━━ TASK DATA ━━
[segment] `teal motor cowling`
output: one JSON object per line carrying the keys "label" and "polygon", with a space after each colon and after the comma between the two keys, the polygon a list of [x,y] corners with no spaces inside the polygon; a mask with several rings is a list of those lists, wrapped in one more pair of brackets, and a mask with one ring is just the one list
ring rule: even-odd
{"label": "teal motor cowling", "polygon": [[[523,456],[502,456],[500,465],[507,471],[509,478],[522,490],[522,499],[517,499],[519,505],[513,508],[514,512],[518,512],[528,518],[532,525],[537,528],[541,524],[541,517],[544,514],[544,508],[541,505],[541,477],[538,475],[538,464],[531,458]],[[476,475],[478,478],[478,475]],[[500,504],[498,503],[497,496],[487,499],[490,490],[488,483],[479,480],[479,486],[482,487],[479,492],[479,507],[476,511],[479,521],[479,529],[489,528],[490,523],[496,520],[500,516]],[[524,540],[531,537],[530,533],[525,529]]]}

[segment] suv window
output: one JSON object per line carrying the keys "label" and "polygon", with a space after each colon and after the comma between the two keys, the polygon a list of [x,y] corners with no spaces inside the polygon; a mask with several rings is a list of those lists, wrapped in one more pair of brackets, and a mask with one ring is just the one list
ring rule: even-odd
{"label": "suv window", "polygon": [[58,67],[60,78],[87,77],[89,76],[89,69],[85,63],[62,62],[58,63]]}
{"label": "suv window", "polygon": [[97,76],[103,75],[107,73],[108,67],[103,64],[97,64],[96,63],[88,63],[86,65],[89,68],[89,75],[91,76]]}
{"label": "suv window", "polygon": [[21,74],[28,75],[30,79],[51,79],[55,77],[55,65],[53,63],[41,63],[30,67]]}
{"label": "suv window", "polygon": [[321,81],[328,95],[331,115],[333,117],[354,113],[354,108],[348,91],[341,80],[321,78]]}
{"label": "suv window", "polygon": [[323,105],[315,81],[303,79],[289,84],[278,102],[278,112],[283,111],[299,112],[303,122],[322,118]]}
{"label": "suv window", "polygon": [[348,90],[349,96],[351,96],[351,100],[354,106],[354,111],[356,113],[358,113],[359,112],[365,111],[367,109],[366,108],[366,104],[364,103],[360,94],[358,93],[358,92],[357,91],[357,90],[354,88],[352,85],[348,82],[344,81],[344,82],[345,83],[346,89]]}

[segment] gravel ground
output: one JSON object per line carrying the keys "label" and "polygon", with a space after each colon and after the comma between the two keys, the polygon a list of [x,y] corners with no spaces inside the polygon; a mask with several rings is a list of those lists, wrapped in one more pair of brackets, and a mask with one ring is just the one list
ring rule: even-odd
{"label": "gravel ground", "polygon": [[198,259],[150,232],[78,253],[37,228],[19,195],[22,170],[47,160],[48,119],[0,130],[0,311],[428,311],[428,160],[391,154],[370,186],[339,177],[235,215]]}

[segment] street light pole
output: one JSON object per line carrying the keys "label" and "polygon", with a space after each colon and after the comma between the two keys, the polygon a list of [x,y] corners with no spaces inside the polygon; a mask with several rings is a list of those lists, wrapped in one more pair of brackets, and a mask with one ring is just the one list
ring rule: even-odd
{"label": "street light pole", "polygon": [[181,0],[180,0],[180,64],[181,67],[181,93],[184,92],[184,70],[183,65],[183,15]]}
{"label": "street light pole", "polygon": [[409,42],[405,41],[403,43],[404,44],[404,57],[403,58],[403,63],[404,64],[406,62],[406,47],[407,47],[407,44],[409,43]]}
━━━
**SET TASK**: Copy all of the data above line for line, with every character unchanged.

**WRITTEN ANSWER**:
[segment] `teal motor cowling`
output: one JSON object per line carrying the keys "label" and "polygon", with a space after each colon and after the comma between the two keys, the polygon a list of [x,y] corners with no spaces inside the polygon; a mask with several rings is a list of those lists, wrapped in one more pair of brackets, and a mask with one ring is just the one list
ring rule: even-odd
{"label": "teal motor cowling", "polygon": [[[523,456],[502,456],[500,465],[507,471],[509,478],[522,490],[522,499],[517,499],[519,505],[513,508],[514,512],[518,512],[528,518],[532,525],[537,528],[541,524],[541,517],[544,514],[544,508],[541,505],[541,477],[538,475],[538,464],[531,458]],[[476,475],[478,478],[478,475]],[[500,504],[498,503],[497,496],[487,499],[490,490],[488,483],[479,480],[479,486],[482,487],[479,492],[479,507],[476,511],[479,521],[479,529],[489,528],[490,523],[496,520],[500,516]],[[524,540],[531,537],[530,533],[525,529]]]}

[segment] suv window
output: one JSON object per line carrying the keys "label" and "polygon", with a space after each colon and after the comma between the two keys, the polygon a list of [x,y] corners with no spaces inside the polygon; a mask with several rings is a list of those lists, wrapped in one more pair of brackets, and a mask with one ring is just the one list
ring rule: even-odd
{"label": "suv window", "polygon": [[58,67],[60,78],[87,77],[89,76],[89,69],[85,63],[62,62],[58,63]]}
{"label": "suv window", "polygon": [[97,76],[103,75],[107,73],[108,67],[103,64],[97,64],[96,63],[88,63],[86,65],[89,68],[89,75],[91,76]]}
{"label": "suv window", "polygon": [[21,74],[28,75],[30,79],[51,79],[55,77],[55,65],[53,63],[41,63],[30,67]]}
{"label": "suv window", "polygon": [[321,81],[328,95],[331,115],[333,117],[354,113],[354,108],[348,91],[341,80],[321,78]]}
{"label": "suv window", "polygon": [[323,105],[315,81],[303,79],[289,84],[278,102],[278,112],[283,111],[299,112],[303,122],[322,118]]}
{"label": "suv window", "polygon": [[348,90],[349,96],[351,96],[351,100],[354,106],[354,111],[356,113],[358,113],[359,112],[365,111],[367,109],[366,108],[366,104],[364,103],[360,94],[358,93],[358,92],[357,91],[357,90],[354,88],[352,85],[348,82],[344,81],[344,82],[345,83],[346,89]]}

[segment] gravel ground
output: one JSON object per line carrying the keys "label" and "polygon", with a space after each colon and after the comma between the two keys, the polygon a list of [x,y] corners with no spaces inside the polygon; a mask with several rings is a list of those lists, wrapped in one more pair of brackets, and a mask with one ring is just the one list
ring rule: even-odd
{"label": "gravel ground", "polygon": [[198,259],[150,232],[78,253],[37,228],[19,195],[22,170],[47,160],[48,119],[0,130],[0,311],[428,311],[428,160],[391,154],[370,186],[339,177],[235,215]]}

[segment] street light pole
output: one JSON object per line carrying the keys "label" and "polygon", with a space after each colon and after the comma between the two keys, the polygon a list of [x,y] corners with no spaces inside the polygon; a mask with several rings is a list of those lists, wrapped in one more pair of brackets, and a mask with one ring is just the one list
ring rule: even-odd
{"label": "street light pole", "polygon": [[181,0],[180,0],[180,64],[181,67],[181,93],[184,92],[184,70],[183,65],[183,15]]}
{"label": "street light pole", "polygon": [[409,42],[405,41],[403,43],[404,44],[404,57],[403,58],[403,63],[404,64],[406,62],[406,47],[407,47],[407,44],[409,43]]}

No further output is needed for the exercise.